In the passage on the pipe-cleaner ornaments, copy the part that begins at the words "So I began to" and ends after "family and friends.", replacing "pipe cleaners" with "colored wire".

── SELECTION ──

It’s true humankind has waged war since long before, and long after, Jesus, the Prince of Peace, was born. And the devastation at Halifax plus all the carnage of World War I on the battlefields of Europe, did not prevent World War II from happening. Indeed, weapons and ideologies of mass destruction grew more atrocious during World War II.
Yet I have experienced the graceful composure of my grandfather, a man who fought against depraved Japanese armies during World War II and was seriously injured, as he lived to see such tiny evidences of peace as those represented by the friendship of his great-grandchild, my daughter, with a classmate from Japan when she was in pre-school. When my daughter’s friend moved back to Japan, her family sent our family a holiday package with three hand-made ornaments bent from pipe cleaners into the simple shapes of a present, a candy cane, and a Christmas tree. This year, the ornaments inspired me to think of Sadako Sasaki, a Japanese girl who was two years old when the atomic bomb exploded over Hiroshima. Sadako did not escape the effects of the bomb’s radiation, even though she lived a mile away from the epicenter of the bomb, and she died of leukemia ten years later. She had hoped to save her life and send messages of peace to the world by honoring a Japanese legend that believes if you fold 1,000 paper cranes, your wishes will come true.
So I began to fold and bend pipe cleaners into Christmas trees this holiday season. I made them in different colors, representing the lights on the tree from Nova Scotia in Boston. My trees symbolize Peace on Earth and Good Will to All and I sent them, with a version of this blog post, to family and friends.

───
── DATA PROVIDED ──

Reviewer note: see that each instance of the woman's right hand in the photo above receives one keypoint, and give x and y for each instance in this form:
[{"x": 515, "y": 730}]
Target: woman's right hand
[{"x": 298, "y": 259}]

───

## TASK OUTPUT
So I began to fold and bend colored wire into Christmas trees this holiday season. I made them in different colors, representing the lights on the tree from Nova Scotia in Boston. My trees symbolize Peace on Earth and Good Will to All and I sent them, with a version of this blog post, to family and friends.